* _Problem statement_
Your task is to extract the lines from the one holding "the trailer deck" through the end of the material. Set them down exactly and add nothing.

* _Material for this task_
○ ○ ○

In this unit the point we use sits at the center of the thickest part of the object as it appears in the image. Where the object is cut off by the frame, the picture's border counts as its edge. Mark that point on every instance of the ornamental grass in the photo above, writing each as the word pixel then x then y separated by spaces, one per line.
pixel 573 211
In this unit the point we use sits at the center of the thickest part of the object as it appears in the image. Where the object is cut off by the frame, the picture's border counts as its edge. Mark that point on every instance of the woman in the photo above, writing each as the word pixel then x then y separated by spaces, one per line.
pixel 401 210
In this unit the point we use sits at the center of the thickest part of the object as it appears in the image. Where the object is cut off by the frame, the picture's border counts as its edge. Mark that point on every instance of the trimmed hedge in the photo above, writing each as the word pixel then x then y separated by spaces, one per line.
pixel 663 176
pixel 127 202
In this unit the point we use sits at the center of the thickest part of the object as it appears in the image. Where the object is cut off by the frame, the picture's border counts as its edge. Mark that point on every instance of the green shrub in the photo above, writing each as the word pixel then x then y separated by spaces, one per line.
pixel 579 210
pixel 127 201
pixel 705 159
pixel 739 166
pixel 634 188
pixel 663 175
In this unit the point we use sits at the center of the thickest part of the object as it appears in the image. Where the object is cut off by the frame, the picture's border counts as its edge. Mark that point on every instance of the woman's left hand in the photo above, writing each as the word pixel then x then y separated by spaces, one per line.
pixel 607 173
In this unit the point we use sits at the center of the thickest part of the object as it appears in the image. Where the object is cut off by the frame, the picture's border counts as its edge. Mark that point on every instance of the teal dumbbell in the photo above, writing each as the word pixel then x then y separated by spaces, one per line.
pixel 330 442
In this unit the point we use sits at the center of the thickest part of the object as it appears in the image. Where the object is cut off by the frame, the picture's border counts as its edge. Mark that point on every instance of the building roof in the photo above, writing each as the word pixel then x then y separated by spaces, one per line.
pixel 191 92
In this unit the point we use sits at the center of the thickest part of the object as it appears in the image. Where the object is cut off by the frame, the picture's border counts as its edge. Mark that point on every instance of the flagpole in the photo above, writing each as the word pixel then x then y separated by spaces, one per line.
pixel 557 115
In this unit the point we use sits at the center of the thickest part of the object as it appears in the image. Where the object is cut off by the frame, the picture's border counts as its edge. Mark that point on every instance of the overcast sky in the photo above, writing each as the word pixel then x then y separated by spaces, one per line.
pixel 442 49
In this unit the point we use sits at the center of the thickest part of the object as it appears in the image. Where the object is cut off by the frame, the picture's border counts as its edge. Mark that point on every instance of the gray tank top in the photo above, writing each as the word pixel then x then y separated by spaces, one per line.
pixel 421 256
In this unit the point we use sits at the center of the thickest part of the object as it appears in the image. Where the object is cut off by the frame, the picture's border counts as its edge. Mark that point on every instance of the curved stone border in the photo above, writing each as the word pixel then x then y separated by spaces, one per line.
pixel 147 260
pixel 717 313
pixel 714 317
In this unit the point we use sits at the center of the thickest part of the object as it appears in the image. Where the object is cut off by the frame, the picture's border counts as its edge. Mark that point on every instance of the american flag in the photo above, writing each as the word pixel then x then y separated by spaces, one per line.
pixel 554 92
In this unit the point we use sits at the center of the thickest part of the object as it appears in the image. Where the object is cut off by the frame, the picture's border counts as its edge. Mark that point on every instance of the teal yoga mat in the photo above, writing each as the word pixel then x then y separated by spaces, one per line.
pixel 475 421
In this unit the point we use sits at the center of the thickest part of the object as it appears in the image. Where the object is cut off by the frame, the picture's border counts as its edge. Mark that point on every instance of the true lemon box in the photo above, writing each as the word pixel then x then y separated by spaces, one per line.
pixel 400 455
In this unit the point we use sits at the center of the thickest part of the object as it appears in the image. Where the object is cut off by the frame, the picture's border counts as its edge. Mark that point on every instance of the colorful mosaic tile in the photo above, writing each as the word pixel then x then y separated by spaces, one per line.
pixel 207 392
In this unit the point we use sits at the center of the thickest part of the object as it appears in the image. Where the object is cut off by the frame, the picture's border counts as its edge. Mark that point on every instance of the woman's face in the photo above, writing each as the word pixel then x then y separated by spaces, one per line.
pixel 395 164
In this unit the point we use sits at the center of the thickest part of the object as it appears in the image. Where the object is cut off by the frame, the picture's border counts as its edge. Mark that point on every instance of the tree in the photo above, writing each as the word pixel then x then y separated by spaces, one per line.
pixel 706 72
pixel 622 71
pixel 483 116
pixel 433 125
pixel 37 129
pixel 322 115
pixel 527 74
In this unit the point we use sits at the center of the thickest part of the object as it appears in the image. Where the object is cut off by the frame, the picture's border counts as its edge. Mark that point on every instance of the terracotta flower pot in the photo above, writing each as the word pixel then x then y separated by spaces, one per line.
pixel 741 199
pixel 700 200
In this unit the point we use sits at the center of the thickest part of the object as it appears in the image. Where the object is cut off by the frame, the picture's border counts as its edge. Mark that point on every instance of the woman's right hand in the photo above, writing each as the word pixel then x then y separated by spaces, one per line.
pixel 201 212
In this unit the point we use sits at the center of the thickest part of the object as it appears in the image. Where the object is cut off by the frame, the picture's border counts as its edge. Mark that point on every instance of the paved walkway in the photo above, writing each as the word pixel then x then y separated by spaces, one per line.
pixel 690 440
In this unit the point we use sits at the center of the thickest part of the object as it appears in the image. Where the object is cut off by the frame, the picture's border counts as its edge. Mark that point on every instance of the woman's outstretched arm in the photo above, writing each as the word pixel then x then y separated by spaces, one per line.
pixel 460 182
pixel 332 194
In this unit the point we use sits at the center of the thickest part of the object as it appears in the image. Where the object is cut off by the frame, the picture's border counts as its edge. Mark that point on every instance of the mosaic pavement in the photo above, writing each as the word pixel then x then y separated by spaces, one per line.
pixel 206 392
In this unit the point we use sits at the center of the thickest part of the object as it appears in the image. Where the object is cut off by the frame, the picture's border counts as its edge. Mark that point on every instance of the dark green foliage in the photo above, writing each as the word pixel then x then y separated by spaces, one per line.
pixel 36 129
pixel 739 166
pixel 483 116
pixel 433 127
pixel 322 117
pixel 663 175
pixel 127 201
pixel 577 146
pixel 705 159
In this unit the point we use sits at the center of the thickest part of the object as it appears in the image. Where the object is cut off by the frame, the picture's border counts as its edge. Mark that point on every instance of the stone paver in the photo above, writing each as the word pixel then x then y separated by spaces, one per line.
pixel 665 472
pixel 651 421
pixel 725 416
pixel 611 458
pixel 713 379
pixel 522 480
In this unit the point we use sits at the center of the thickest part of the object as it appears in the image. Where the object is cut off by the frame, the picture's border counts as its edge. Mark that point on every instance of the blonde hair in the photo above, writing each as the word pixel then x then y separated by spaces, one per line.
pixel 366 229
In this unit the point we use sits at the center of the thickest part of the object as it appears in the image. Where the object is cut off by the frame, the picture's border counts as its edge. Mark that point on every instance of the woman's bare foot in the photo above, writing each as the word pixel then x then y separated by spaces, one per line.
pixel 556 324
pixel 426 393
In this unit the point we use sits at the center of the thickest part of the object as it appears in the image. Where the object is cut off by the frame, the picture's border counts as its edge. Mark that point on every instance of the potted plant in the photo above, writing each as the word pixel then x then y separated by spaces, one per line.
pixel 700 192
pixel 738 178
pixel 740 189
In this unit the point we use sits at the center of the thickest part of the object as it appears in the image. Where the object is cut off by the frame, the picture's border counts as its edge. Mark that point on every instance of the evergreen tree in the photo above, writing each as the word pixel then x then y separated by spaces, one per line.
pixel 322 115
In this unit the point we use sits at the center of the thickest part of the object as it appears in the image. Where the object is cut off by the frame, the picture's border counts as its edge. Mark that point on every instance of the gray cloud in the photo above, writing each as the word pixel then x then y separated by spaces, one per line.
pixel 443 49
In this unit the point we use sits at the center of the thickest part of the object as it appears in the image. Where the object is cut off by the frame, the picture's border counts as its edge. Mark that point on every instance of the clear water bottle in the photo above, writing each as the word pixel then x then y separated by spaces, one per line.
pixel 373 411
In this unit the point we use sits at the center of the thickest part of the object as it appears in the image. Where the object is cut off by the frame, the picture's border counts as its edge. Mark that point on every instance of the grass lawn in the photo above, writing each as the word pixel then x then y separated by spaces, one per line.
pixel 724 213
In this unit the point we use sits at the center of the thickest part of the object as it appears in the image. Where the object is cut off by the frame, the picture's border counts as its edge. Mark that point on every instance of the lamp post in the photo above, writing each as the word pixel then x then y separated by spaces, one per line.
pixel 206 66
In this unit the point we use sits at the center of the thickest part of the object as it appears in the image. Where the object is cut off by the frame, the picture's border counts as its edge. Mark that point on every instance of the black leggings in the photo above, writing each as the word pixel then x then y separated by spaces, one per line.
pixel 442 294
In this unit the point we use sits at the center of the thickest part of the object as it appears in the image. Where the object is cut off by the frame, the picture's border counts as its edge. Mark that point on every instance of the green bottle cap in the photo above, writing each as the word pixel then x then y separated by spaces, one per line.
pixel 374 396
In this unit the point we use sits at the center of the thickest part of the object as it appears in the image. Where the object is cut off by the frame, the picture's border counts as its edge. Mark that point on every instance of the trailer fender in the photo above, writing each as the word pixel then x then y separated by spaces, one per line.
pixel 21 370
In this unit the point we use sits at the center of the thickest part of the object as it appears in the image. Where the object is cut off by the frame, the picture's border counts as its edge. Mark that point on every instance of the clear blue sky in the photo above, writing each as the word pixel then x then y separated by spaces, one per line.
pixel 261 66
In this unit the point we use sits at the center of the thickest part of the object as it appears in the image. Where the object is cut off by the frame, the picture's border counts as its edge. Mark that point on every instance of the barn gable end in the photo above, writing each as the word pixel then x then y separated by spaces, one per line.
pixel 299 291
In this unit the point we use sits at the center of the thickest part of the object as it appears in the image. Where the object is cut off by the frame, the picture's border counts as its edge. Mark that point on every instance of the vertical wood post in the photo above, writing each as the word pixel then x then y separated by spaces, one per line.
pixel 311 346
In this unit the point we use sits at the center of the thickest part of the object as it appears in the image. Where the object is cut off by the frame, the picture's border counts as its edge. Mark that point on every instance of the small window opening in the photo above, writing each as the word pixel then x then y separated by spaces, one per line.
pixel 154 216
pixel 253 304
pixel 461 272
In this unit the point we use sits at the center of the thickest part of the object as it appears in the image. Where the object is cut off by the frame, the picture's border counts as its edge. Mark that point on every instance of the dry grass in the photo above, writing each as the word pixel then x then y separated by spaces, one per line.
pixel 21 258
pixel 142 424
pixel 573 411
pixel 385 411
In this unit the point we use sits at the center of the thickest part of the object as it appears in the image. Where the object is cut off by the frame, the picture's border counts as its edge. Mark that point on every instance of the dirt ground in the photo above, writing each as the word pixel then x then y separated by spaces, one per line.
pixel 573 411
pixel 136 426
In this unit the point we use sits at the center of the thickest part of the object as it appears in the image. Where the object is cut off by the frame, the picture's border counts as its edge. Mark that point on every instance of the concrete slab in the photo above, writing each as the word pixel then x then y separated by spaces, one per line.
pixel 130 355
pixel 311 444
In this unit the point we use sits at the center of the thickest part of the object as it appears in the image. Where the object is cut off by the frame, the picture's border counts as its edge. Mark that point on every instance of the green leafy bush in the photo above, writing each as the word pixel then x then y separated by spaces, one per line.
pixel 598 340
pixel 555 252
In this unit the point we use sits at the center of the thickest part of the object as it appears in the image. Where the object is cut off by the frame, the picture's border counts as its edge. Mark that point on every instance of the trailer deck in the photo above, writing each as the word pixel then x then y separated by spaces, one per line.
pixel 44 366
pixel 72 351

○ ○ ○

* _Exercise response_
In this unit the point we use sits at the center of the thickest part of the object as it appears in the image. Where the object is cut off by the frame, the picture's border counts as its edge. Mark that point on every instance of the trailer deck in the photo above, writing each as the word pixel then x then y separated by spaces, one per line.
pixel 44 366
pixel 72 351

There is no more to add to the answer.